Excerpted records:
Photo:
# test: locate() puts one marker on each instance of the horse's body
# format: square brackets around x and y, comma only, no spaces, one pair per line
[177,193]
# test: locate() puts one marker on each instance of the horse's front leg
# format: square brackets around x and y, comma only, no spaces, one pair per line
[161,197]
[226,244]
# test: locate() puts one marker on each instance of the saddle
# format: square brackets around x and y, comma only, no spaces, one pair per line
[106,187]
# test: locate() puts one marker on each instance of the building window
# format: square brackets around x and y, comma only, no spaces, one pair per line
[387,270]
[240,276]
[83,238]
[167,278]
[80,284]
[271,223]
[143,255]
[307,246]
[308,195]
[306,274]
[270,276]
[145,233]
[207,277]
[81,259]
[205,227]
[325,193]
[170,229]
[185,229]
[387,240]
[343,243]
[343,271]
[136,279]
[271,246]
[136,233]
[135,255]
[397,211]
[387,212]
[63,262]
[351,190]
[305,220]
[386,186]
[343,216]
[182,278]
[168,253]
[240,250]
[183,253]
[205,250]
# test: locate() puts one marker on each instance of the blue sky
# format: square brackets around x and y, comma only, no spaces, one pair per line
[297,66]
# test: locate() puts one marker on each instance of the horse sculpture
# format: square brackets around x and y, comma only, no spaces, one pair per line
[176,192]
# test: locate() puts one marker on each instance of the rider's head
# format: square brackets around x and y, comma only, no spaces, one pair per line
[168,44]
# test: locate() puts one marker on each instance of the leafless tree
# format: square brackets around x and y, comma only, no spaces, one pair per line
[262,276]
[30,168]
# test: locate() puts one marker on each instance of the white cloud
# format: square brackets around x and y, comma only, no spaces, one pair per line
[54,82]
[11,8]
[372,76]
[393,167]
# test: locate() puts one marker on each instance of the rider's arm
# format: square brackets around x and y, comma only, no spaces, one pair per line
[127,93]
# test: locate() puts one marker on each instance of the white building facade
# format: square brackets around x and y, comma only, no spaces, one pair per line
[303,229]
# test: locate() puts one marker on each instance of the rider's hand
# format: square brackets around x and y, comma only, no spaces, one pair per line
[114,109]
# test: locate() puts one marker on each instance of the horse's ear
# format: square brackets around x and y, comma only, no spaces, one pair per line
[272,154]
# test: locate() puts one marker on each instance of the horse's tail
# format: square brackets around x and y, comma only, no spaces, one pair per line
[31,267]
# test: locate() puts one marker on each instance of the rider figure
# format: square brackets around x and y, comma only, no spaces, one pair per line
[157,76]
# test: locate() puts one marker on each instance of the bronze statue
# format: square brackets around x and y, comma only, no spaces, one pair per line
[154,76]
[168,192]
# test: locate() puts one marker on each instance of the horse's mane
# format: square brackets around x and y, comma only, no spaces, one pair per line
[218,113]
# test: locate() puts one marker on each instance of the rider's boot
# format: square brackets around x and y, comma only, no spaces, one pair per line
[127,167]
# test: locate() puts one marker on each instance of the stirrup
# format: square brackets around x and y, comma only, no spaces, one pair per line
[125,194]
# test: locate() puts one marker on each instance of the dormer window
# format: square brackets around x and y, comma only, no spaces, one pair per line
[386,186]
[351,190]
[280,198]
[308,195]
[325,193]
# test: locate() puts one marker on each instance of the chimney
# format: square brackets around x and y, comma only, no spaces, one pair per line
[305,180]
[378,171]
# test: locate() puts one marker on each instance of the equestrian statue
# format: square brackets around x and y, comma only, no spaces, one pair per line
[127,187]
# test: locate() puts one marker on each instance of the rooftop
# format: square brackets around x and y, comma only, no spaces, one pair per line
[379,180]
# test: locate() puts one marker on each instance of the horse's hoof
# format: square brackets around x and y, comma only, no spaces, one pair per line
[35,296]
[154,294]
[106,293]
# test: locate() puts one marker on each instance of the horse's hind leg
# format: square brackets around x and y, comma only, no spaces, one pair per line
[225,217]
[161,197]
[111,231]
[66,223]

Work instruction: Across the listing above, find each line that holds the word "rider". Give only how many there are.

Solved problem: 5